═══ Source material ═══
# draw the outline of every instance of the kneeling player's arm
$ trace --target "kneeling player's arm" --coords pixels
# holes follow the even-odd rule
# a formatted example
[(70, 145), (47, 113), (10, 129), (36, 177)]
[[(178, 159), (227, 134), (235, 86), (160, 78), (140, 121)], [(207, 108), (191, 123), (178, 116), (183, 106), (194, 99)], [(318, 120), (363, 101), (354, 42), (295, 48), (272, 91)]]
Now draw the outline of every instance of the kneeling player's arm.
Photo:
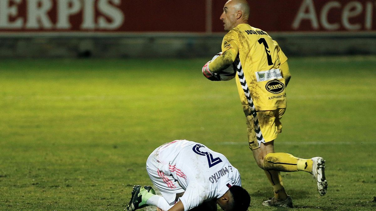
[(290, 73), (287, 61), (281, 65), (281, 72), (282, 73), (282, 77), (285, 79), (285, 83), (286, 84), (285, 85), (287, 87), (287, 84), (291, 78), (291, 74)]
[(212, 72), (216, 72), (226, 69), (232, 64), (237, 55), (238, 53), (234, 49), (227, 49), (222, 55), (210, 62), (209, 69)]

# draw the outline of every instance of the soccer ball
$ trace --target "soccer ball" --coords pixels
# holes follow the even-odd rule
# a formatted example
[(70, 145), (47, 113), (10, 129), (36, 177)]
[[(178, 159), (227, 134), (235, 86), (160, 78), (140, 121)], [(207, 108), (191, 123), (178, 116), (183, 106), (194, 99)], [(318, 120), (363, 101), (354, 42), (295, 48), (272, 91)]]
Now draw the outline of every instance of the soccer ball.
[[(222, 55), (222, 52), (219, 52), (212, 59), (211, 61), (213, 62), (214, 59), (217, 57)], [(216, 77), (218, 78), (221, 81), (229, 81), (235, 77), (236, 75), (237, 66), (236, 63), (239, 63), (239, 59), (237, 58), (235, 62), (232, 63), (232, 65), (229, 66), (229, 67), (220, 71), (219, 72), (214, 73)]]

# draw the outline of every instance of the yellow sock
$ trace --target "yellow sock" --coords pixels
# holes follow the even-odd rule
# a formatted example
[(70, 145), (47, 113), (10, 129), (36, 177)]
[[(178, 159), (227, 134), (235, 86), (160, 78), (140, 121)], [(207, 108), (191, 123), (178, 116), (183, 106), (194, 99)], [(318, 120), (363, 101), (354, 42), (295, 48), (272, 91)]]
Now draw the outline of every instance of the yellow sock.
[(286, 199), (287, 193), (282, 182), (282, 178), (279, 172), (273, 170), (265, 170), (265, 174), (273, 187), (274, 197), (277, 200), (283, 200)]
[(284, 152), (268, 153), (264, 159), (264, 169), (280, 172), (304, 171), (310, 173), (313, 163), (310, 159), (300, 158)]

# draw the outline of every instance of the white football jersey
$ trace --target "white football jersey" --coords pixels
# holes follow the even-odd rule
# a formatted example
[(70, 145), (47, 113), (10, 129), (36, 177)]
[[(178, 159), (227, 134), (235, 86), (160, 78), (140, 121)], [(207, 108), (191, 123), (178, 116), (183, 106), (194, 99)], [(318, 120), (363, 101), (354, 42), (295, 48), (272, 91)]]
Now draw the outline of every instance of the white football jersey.
[(200, 143), (176, 140), (158, 149), (159, 170), (185, 190), (179, 198), (185, 210), (221, 197), (232, 185), (241, 185), (239, 171), (227, 158)]

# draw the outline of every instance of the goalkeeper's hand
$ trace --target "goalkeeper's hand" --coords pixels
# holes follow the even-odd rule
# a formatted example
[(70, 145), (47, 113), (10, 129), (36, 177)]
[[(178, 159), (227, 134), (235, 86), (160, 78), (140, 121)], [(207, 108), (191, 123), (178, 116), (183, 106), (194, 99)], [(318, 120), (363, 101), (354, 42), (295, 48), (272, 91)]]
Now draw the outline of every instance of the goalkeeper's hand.
[(202, 67), (202, 74), (203, 74), (204, 76), (211, 81), (220, 81), (221, 79), (219, 78), (219, 76), (215, 73), (213, 73), (209, 69), (209, 64), (211, 62), (211, 60), (206, 62), (204, 66)]

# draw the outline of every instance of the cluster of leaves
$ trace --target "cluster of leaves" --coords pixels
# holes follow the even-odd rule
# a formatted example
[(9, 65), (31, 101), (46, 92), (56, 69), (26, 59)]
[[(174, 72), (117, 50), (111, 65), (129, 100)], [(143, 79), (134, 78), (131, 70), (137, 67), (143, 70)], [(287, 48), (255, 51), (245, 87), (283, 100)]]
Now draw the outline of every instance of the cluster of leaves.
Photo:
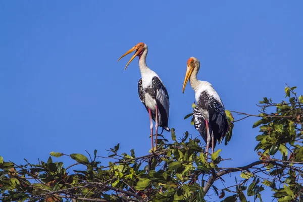
[[(255, 148), (255, 150), (263, 150), (263, 154), (259, 153), (261, 159), (268, 159), (270, 155), (279, 156), (276, 154), (279, 150), (285, 164), (289, 162), (292, 166), (303, 161), (303, 96), (297, 95), (294, 91), (296, 88), (285, 87), (285, 97), (289, 98), (289, 102), (274, 103), (271, 99), (264, 97), (260, 102), (262, 119), (256, 122), (253, 127), (261, 126), (262, 134), (256, 137), (259, 143)], [(303, 177), (303, 174), (300, 171), (286, 167), (278, 168), (272, 164), (267, 168), (270, 175), (275, 177), (264, 184), (272, 188), (275, 192), (274, 196), (279, 198), (279, 201), (303, 199), (301, 193), (303, 186), (300, 178)]]
[[(173, 128), (172, 138), (174, 141), (172, 144), (159, 138), (160, 149), (139, 158), (132, 149), (130, 155), (119, 155), (118, 144), (110, 149), (107, 157), (115, 161), (106, 166), (96, 160), (103, 158), (97, 156), (96, 150), (90, 160), (82, 154), (51, 153), (56, 158), (70, 157), (76, 161), (72, 166), (85, 166), (84, 170), (73, 170), (71, 174), (67, 170), (72, 167), (64, 168), (62, 162), (54, 162), (50, 157), (47, 162), (35, 165), (27, 162), (17, 166), (2, 161), (2, 200), (22, 201), (30, 198), (31, 201), (61, 201), (62, 198), (88, 198), (100, 201), (160, 201), (168, 198), (171, 201), (198, 198), (202, 201), (205, 181), (202, 179), (199, 183), (198, 178), (201, 174), (209, 174), (211, 169), (219, 170), (217, 164), (222, 161), (220, 150), (211, 156), (209, 163), (198, 139), (191, 139), (185, 132), (178, 141)], [(110, 193), (111, 190), (114, 192)]]
[[(264, 98), (260, 106), (262, 114), (254, 115), (261, 118), (254, 126), (260, 126), (262, 133), (257, 137), (256, 150), (263, 152), (259, 152), (259, 160), (256, 155), (256, 161), (248, 165), (221, 168), (225, 161), (220, 156), (221, 149), (207, 157), (205, 144), (199, 138), (192, 138), (185, 132), (177, 139), (172, 128), (171, 142), (161, 136), (159, 149), (141, 157), (136, 156), (133, 149), (120, 154), (119, 144), (110, 148), (107, 157), (97, 156), (96, 150), (91, 156), (88, 153), (52, 152), (46, 162), (39, 161), (37, 164), (25, 160), (25, 165), (17, 165), (0, 157), (0, 199), (205, 201), (205, 196), (211, 189), (222, 201), (245, 202), (247, 196), (262, 201), (262, 191), (268, 187), (279, 201), (300, 201), (303, 199), (303, 170), (295, 165), (303, 164), (303, 97), (296, 97), (294, 88), (287, 88), (289, 103), (274, 104)], [(267, 113), (269, 108), (276, 108), (276, 111)], [(230, 129), (226, 144), (231, 137), (234, 122), (237, 121), (229, 112), (226, 113)], [(63, 156), (70, 157), (75, 164), (65, 167), (62, 162), (54, 162), (54, 158)], [(109, 162), (102, 164), (100, 159)], [(236, 177), (233, 185), (215, 186), (216, 180), (224, 185), (223, 176), (233, 172), (238, 172), (240, 178)]]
═══
▶ Exercise aim
Retype all of the records above verbatim, omitting the pictures.

▶ The reply
# draw the outline of every instance of the kneeling player's arm
$ trace --target "kneeling player's arm" --coords pixels
# holes follow the even-odd rule
# a formatted example
[(70, 145), (47, 113), (10, 129), (36, 177)]
[[(178, 159), (227, 134), (235, 86), (160, 78), (140, 121)], [(207, 108), (191, 123), (178, 116), (183, 106), (194, 99)], [(318, 120), (363, 101), (354, 42), (295, 48), (272, 91)]]
Now draw the outline of every instance of the kneeling player's arm.
Photo:
[(290, 73), (287, 61), (281, 65), (281, 72), (282, 73), (282, 77), (285, 79), (285, 83), (286, 84), (285, 85), (287, 87), (287, 84), (291, 78), (291, 74)]
[(212, 72), (216, 72), (226, 69), (232, 64), (237, 55), (238, 53), (234, 49), (227, 49), (222, 55), (210, 62), (209, 69)]

# draw the outline of every instance of the soccer ball
$ trace --target "soccer ball" --coords pixels
# holes follow the even-odd rule
# a formatted example
[(70, 145), (47, 113), (10, 129), (36, 177)]
[[(178, 159), (227, 134), (235, 86), (160, 78), (140, 121)], [(207, 108), (191, 123), (178, 116), (183, 106), (194, 99)], [(318, 120), (363, 101), (354, 42), (295, 48), (272, 91)]]
Now draw the outline of every instance of the soccer ball.
[[(222, 55), (222, 52), (219, 52), (212, 59), (211, 61), (213, 62), (214, 59), (217, 57)], [(216, 77), (218, 78), (221, 81), (229, 81), (235, 77), (236, 75), (237, 66), (236, 63), (239, 63), (239, 59), (237, 58), (235, 62), (232, 63), (232, 65), (229, 66), (229, 67), (220, 71), (219, 72), (214, 73)]]

# draw the outline of every instance of the yellow sock
$ trace --target "yellow sock" --coords pixels
# holes follow the even-odd rule
# a formatted example
[(70, 145), (47, 113), (10, 129), (36, 177)]
[[(178, 159), (227, 134), (235, 86), (160, 78), (140, 121)], [(207, 108), (191, 123), (178, 116), (183, 106), (194, 99)], [(318, 120), (363, 101), (354, 42), (295, 48), (272, 91)]]
Now draw the outline of every instance of the yellow sock.
[(286, 199), (287, 193), (282, 182), (282, 178), (279, 172), (273, 170), (265, 170), (265, 174), (273, 187), (274, 197), (277, 200), (283, 200)]
[(284, 152), (268, 153), (264, 159), (264, 169), (280, 172), (304, 171), (310, 173), (313, 163), (310, 159), (300, 158)]

# draw the outline of every instance of the white football jersey
$ trace --target "white football jersey" --coords pixels
# holes follow the even-odd rule
# a formatted example
[(70, 145), (47, 113), (10, 129), (36, 177)]
[[(178, 159), (227, 134), (235, 86), (160, 78), (140, 121)], [(207, 108), (191, 123), (178, 116), (183, 106), (194, 99)], [(318, 120), (363, 101), (354, 42), (295, 48), (272, 91)]]
Now draw the outline of every instance of the white football jersey.
[(200, 143), (176, 140), (158, 149), (159, 170), (185, 190), (179, 198), (185, 210), (221, 197), (232, 185), (241, 185), (239, 171), (227, 158)]

# draw the outline of every instance of the goalkeeper's hand
$ trace --target "goalkeeper's hand" --coords pixels
# holes follow the even-odd rule
# a formatted example
[(70, 145), (47, 113), (10, 129), (36, 177)]
[[(178, 159), (227, 134), (235, 86), (160, 78), (140, 121)], [(207, 108), (191, 123), (178, 116), (183, 106), (194, 99)], [(318, 120), (363, 101), (354, 42), (295, 48), (272, 91)]]
Now draw the outline of every instance of the goalkeeper's hand.
[(202, 67), (202, 74), (203, 74), (204, 76), (211, 81), (220, 81), (221, 79), (219, 78), (219, 76), (215, 73), (213, 73), (209, 69), (209, 64), (211, 62), (211, 60), (206, 62), (204, 66)]

# draw the outline of every instance of the cluster of leaves
$ trace --target "cluster of leaves" --coords pixels
# holes follow the even-odd rule
# a formatted example
[(9, 65), (31, 101), (46, 92), (56, 69), (26, 59)]
[[(174, 72), (117, 50), (111, 65), (129, 100)], [(143, 79), (134, 78), (131, 70), (137, 67), (143, 70)], [(287, 48), (255, 51), (245, 87), (283, 100)]]
Now draw the outline of every instance of the cluster of leaves.
Photo:
[[(255, 148), (255, 150), (263, 150), (263, 154), (259, 153), (261, 159), (268, 159), (270, 155), (279, 156), (276, 154), (279, 150), (285, 164), (289, 162), (292, 166), (303, 161), (303, 96), (297, 95), (294, 91), (296, 88), (285, 87), (285, 97), (289, 98), (289, 102), (274, 103), (271, 99), (264, 97), (260, 102), (262, 119), (256, 122), (253, 127), (261, 126), (262, 134), (256, 137), (259, 143)], [(303, 177), (303, 174), (300, 171), (286, 167), (278, 168), (272, 164), (267, 168), (270, 175), (275, 177), (264, 184), (272, 188), (275, 192), (274, 196), (279, 198), (279, 201), (303, 199), (301, 193), (303, 186), (300, 178)]]
[[(173, 128), (172, 138), (174, 141), (172, 144), (159, 138), (160, 149), (139, 158), (132, 149), (130, 155), (119, 155), (118, 144), (110, 149), (107, 157), (115, 161), (106, 166), (96, 160), (103, 158), (97, 156), (96, 150), (90, 160), (82, 154), (51, 153), (56, 158), (70, 157), (76, 161), (72, 166), (85, 166), (84, 170), (73, 170), (71, 174), (67, 170), (72, 167), (64, 168), (62, 162), (54, 162), (50, 157), (47, 162), (35, 165), (27, 162), (17, 166), (2, 161), (2, 200), (22, 201), (30, 198), (31, 201), (61, 201), (62, 198), (88, 198), (100, 201), (160, 201), (168, 198), (171, 201), (198, 198), (202, 201), (205, 181), (202, 179), (199, 183), (198, 178), (201, 174), (209, 174), (211, 169), (219, 170), (217, 164), (222, 161), (220, 150), (211, 156), (209, 163), (198, 139), (191, 139), (185, 132), (178, 141)], [(110, 193), (111, 190), (114, 192)]]
[[(264, 98), (260, 106), (262, 114), (254, 115), (261, 118), (254, 126), (260, 126), (262, 133), (257, 137), (256, 150), (263, 152), (259, 152), (259, 160), (256, 155), (256, 161), (248, 165), (221, 168), (225, 161), (220, 156), (221, 149), (207, 157), (205, 144), (199, 138), (192, 138), (185, 132), (177, 139), (172, 128), (171, 142), (161, 136), (159, 149), (141, 157), (136, 156), (133, 149), (120, 154), (119, 144), (110, 148), (107, 157), (97, 156), (96, 150), (91, 156), (88, 153), (52, 152), (46, 162), (39, 161), (37, 164), (25, 160), (25, 165), (17, 165), (0, 157), (0, 199), (205, 201), (205, 196), (211, 189), (222, 201), (245, 202), (247, 196), (262, 201), (262, 191), (268, 187), (279, 201), (300, 201), (303, 199), (303, 170), (295, 165), (303, 164), (303, 97), (296, 97), (294, 88), (287, 88), (289, 103), (274, 104)], [(267, 113), (269, 108), (276, 108), (276, 111)], [(230, 129), (226, 144), (231, 137), (234, 122), (237, 121), (229, 112), (226, 113)], [(63, 156), (70, 157), (75, 164), (65, 167), (62, 162), (54, 162), (54, 158)], [(109, 162), (102, 164), (100, 159)], [(236, 177), (233, 185), (215, 186), (216, 180), (224, 185), (223, 176), (233, 172), (238, 172), (240, 178)]]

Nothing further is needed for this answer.